── DOCUMENTTEKST ──

ECLI:NL:CRVB:2002:AE8305

Centrale Raad van Beroep

Datum uitspraak
5 juli 2002
Publicatiedatum
4 april 2013
Zaaknummer
00/2879 ZFW
Instantie
Centrale Raad van Beroep
Type
Uitspraak
Rechtsgebied
Bestuursrecht; Socialezekerheidsrecht
Procedures
  • Hoger beroep
Rechters
Vindplaatsen
  • Rechtspraak.nl
AI samenvatting door LexboostAutomatisch gegenereerd

Weigering inschrijving als ziekenfondsverzekerde op basis van loongrens en uitkering krachtens de Algemene nabestaandenwet

In deze zaak gaat het om de weigering van de Onderlinge Waarborgmaatschappij Amicon Zorgverzekeraar om gedaagde per 1 januari 1998 in te schrijven als ziekenfondsverzekerde. De weigering was gebaseerd op het feit dat het loon van gedaagde op de peildatum van 1 november 1997 meer bedroeg dan de voor 1998 vastgestelde loongrens van f 62.200,--. Gedaagde had bezwaar gemaakt tegen dit besluit, wat leidde tot een uitspraak van de Rechtbank Arnhem op 4 april 2000, waarin het beroep van gedaagde gegrond werd verklaard en het besluit van de zorgverzekeraar werd vernietigd. De rechtbank oordeelde dat de zorgverzekeraar een nieuw besluit moest nemen, rekening houdend met de uitkering krachtens de Algemene nabestaandenwet (Anw) die gedaagde ontving.

De zorgverzekeraar ging in hoger beroep tegen deze uitspraak. Tijdens de zitting op 12 april 2002 was de zorgverzekeraar vertegenwoordigd door mr. A.J. Vosmeijer, terwijl gedaagde niet aanwezig was. De Centrale Raad van Beroep oordeelde dat de zorgverzekeraar ten onrechte geen rekening had gehouden met de wijziging in de hoogte van de Anw-uitkering van gedaagde per 1 januari 1998. De Raad benadrukte dat, volgens de Ziekenfondswet, niet alleen het loon maar ook de uitkering krachtens de Anw van belang is voor de beoordeling of de loongrens wordt overschreden.

───
── GEGEVENSBLOK ──

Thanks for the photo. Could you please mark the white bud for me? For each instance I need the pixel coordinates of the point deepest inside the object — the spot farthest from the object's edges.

───

- UIT TE VOEREN -
Typ alsjeblieft het stuk van de uitspraak over dat begint bij "De zorgverzekeraar ging" en eindigt bij "loongrens wordt overschreden.".

- RESULTAAT -
De zorgverzekeraar ging in hoger beroep tegen deze uitspraak. Tijdens de zitting op 12 april 2002 was de zorgverzekeraar vertegenwoordigd door mr. A.J. Vosmeijer, terwijl gedaagde niet aanwezig was. De Centrale Raad van Beroep oordeelde dat de zorgverzekeraar ten onrechte geen rekening had gehouden met de wijziging in de hoogte van de Anw-uitkering van gedaagde per 1 januari 1998. De Raad benadrukte dat, volgens de Ziekenfondswet, niet alleen het loon maar ook de uitkering krachtens de Anw van belang is voor de beoordeling of de loongrens wordt overschreden.